EXCERPT PROVIDED
++++
MSNBC Reverses Firing Of Contributor Sam Seder

“Sometimes you just get one wrong — and that’s what happened here," MSNBC President Phil Griffin said.
MSNBC has decided to not sever ties with Majority Report podcast host Sam Seder.
MSNBC has decided to not sever ties with Majority Report podcast host Sam Seder.
Riccardo S. Savi via Getty Images

MSNBC has reversed its decision cutting ties with contributor Sam Seder, who was criticized for a 2009 joke on Twitter that a far-right provocateur surfaced and spun into a smear campaign.

Seder, host of the “Majority Report” podcast, said in a statement released by MSNBC on Thursday that he was glad the network ultimately sided with him. He criticized those who deliberately took his words out of context “for their own toxic, political purposes.”

MSNBC President Phil Griffin, in his own statement, defended Seder. Of the network’s earlier decision, Griffin said: “Sometimes you just get one wrong — and that’s what happened here.”

“We made our initial decision for the right reasons ― because we don’t consider rape to be a funny topic to be joked about,” Griffin said. “But we’ve heard the feedback, and we understand the point Sam was trying to make in that tweet was actually in line with our values, even though the language was not. Sam will be welcome on our air going forward.”
++++
EXCERPTED DATA
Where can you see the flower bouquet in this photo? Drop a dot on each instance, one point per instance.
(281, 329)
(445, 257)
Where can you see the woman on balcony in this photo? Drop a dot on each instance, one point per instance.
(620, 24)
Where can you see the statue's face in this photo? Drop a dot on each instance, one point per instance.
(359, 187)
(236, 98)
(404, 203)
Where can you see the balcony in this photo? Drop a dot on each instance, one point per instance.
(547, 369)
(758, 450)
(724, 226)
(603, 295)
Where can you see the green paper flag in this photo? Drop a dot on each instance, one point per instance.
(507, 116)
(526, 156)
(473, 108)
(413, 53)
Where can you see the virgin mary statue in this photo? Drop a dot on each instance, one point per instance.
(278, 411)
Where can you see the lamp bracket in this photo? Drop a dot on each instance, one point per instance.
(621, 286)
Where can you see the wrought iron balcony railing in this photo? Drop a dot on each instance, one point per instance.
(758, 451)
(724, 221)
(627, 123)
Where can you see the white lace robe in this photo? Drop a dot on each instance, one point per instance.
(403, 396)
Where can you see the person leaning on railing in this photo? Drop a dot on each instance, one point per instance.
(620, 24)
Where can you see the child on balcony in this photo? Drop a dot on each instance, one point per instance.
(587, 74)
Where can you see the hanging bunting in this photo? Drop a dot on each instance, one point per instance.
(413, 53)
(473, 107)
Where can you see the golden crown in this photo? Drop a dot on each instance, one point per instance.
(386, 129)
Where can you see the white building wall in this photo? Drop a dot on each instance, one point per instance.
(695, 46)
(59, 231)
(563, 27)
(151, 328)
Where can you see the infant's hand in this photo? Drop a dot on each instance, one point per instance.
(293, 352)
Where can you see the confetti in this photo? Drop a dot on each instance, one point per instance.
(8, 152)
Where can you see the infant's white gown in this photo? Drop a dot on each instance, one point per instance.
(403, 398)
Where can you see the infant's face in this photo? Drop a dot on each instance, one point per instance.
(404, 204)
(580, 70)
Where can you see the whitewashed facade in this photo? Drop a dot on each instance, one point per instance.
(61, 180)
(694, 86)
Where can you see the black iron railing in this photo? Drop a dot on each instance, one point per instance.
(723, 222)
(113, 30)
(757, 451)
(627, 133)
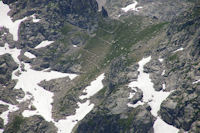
++++
THINGS TO DO
1. Write out the passage of the Sam Seder article from "MSNBC Reverses Firing" up to and including "a smear campaign.".
2. According to the Sam Seder article, in what year did Seder post the joke on Twitter that led to the criticism?
3. Proceed with the Sam Seder article, continuing from the point where it stops.

SOLVED TASKS
1.
MSNBC Reverses Firing Of Contributor Sam Seder

“Sometimes you just get one wrong — and that’s what happened here," MSNBC President Phil Griffin said.
MSNBC has decided to not sever ties with Majority Report podcast host Sam Seder.
MSNBC has decided to not sever ties with Majority Report podcast host Sam Seder.
Riccardo S. Savi via Getty Images

MSNBC has reversed its decision cutting ties with contributor Sam Seder, who was criticized for a 2009 joke on Twitter that a far-right provocateur surfaced and spun into a smear campaign.

2. 2009

3.
Seder came under fire for an old tweet that made a satirical joke about filmmaker Roman Polanski, who fled the United States after pleading guilty to statutory rape. The tweet was recently unearthed by Mike Cernovich, a Pizzagate conspiracist, who then peddled it to reporters for media attention, CNN reported.

The tweet read: “Don’t care re Polanski, but I hope if my daughter is ever raped it is by an older truly talented man w/a great sense of mise en scene.”

Seder, in response to criticism, explained he wrote the tweet to express dismay that anyone could find an excuse for rape, particularly of a child.

“I wrote that tweet out of disgust with those who were excusing or were seeking to advocate forgiveness for Polanski’s actions which caused him to flee the US,” Seder told CNN. “I was appalled that anyone would diminish the seriousness of rape, particularly of a child by citing the perpetrator’s artistic contributions. Obviously, I would not wish any harm of my daughter or any other person.”